■ Work instruction ■
Everything from the line containing "Could you point out the weathered" through the last line of the material must be restated word for word, and only that.

BEGIN

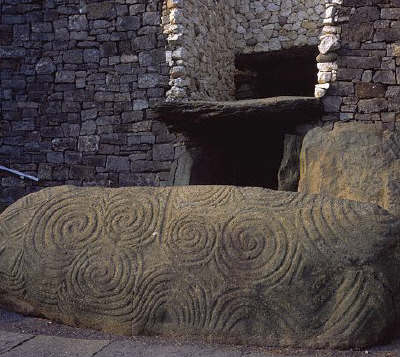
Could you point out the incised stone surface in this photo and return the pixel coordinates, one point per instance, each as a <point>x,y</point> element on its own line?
<point>355,161</point>
<point>245,265</point>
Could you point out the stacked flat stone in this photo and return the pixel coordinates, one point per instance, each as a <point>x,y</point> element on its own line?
<point>367,85</point>
<point>266,25</point>
<point>204,37</point>
<point>200,49</point>
<point>79,82</point>
<point>328,46</point>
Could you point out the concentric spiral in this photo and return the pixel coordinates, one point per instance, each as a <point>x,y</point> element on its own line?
<point>255,249</point>
<point>62,228</point>
<point>102,282</point>
<point>191,240</point>
<point>133,219</point>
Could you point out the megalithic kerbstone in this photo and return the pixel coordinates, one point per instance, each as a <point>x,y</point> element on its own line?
<point>241,265</point>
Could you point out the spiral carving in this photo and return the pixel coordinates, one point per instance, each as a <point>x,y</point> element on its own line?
<point>255,248</point>
<point>131,219</point>
<point>191,240</point>
<point>102,281</point>
<point>212,196</point>
<point>62,228</point>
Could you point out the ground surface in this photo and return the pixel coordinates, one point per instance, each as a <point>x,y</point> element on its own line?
<point>25,337</point>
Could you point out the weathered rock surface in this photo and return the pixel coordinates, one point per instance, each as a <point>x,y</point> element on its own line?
<point>197,116</point>
<point>245,265</point>
<point>355,161</point>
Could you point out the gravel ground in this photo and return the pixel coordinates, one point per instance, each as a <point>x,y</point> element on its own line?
<point>16,323</point>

END

■ Answer ■
Could you point out the weathered rock surface in this photo and return the pixel coordinates, one point per instance, each as a <point>x,y</point> element on its own line?
<point>197,116</point>
<point>245,265</point>
<point>355,161</point>
Could you point out the gravel ground in this photo and return the pixel coordinates, one point per instance, each as a <point>x,y</point> element on its own line?
<point>16,323</point>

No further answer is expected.